Aufgabe:
Beantworten Sie anhand des Textauszugs folgende Fragen:
1. Aus welchen Städten stammen die Wissenschaftler, unter deren Leitung das internationale Forscherteam arbeitete?
2. Wie viele neue Genregionen hat das Team identifiziert?
3. In welchem Fachjournal wurden die Ergebnisse veröffentlicht?

Textauszug:
============
Neue Gene für bipolare Störung entdeckt

12.03.2014 - Schweiz

Erst himmelhoch jauchzend und dann wieder zu Tode betrübt – so stellen sich die extremen Stimmungswechsel für Menschen mit einer bipolaren Störung dar. Unter Leitung von Wissenschaftlern aus Bonn, Mannheim und Basel hat ein internationales Forscherteam zwei neue Genregionen identifiziert, die mit der verbreiteten manisch-depressiven Erkrankung zusammenhängen. Darüber hinaus konnten die Forscher drei weitere Verdachtsgene bestätigen. Die Ergebnisse sind jetzt im Fachjournal «Nature Communications» veröffentlicht.
============
Prüfdaten:
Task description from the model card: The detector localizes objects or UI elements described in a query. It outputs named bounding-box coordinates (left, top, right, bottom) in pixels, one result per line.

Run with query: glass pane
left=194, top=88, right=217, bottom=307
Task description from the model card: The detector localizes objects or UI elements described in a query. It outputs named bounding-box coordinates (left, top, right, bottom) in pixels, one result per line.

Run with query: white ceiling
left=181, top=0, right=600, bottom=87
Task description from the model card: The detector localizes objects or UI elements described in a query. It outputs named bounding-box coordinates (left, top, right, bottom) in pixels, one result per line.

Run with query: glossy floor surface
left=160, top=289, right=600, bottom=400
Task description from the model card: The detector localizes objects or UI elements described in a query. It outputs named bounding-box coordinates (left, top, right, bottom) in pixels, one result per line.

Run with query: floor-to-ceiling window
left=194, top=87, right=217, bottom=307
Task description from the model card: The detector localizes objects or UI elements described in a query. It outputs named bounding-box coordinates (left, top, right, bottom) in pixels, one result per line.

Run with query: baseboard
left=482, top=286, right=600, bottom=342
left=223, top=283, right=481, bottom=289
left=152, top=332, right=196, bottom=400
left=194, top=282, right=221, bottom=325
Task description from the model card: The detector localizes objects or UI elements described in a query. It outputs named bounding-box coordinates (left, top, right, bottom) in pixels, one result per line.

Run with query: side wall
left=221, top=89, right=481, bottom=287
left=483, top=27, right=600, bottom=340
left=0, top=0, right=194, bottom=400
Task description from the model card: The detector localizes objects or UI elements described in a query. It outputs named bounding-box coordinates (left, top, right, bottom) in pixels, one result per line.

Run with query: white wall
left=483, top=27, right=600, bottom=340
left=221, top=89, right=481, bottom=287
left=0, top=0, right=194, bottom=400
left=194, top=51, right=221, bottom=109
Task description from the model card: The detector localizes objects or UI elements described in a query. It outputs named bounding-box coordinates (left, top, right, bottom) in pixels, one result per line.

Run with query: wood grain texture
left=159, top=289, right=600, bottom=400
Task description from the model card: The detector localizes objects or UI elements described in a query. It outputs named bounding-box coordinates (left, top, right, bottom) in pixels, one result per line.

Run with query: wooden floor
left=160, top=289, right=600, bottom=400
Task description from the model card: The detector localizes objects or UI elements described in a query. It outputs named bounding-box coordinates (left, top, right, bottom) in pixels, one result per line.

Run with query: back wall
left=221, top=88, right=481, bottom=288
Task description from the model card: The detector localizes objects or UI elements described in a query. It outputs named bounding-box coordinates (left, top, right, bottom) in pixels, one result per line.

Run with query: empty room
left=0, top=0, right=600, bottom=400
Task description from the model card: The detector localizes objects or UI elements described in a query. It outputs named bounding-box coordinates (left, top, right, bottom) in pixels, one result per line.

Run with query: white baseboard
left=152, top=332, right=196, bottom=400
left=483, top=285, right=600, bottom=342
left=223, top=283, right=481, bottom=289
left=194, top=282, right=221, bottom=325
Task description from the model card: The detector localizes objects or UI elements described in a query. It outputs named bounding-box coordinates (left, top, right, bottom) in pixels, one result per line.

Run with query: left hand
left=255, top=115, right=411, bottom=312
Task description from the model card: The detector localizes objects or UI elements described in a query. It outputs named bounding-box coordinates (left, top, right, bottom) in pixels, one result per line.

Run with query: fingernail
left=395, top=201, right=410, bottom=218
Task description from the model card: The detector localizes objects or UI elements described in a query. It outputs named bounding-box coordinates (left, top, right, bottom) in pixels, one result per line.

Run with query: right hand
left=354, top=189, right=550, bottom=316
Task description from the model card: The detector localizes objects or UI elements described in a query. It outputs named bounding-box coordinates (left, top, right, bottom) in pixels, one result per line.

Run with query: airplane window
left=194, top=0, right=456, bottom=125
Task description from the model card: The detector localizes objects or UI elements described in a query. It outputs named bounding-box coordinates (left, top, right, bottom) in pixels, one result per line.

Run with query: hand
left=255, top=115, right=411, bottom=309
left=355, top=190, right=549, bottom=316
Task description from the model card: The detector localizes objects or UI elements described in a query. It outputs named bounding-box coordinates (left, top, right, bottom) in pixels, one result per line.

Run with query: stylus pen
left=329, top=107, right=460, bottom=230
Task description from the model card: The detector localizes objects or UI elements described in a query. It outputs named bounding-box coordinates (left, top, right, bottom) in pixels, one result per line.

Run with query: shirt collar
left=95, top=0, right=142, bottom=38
============
Antwortfeld:
1. Bonn, Mannheim und Basel
2. Zwei
3. «Nature Communications»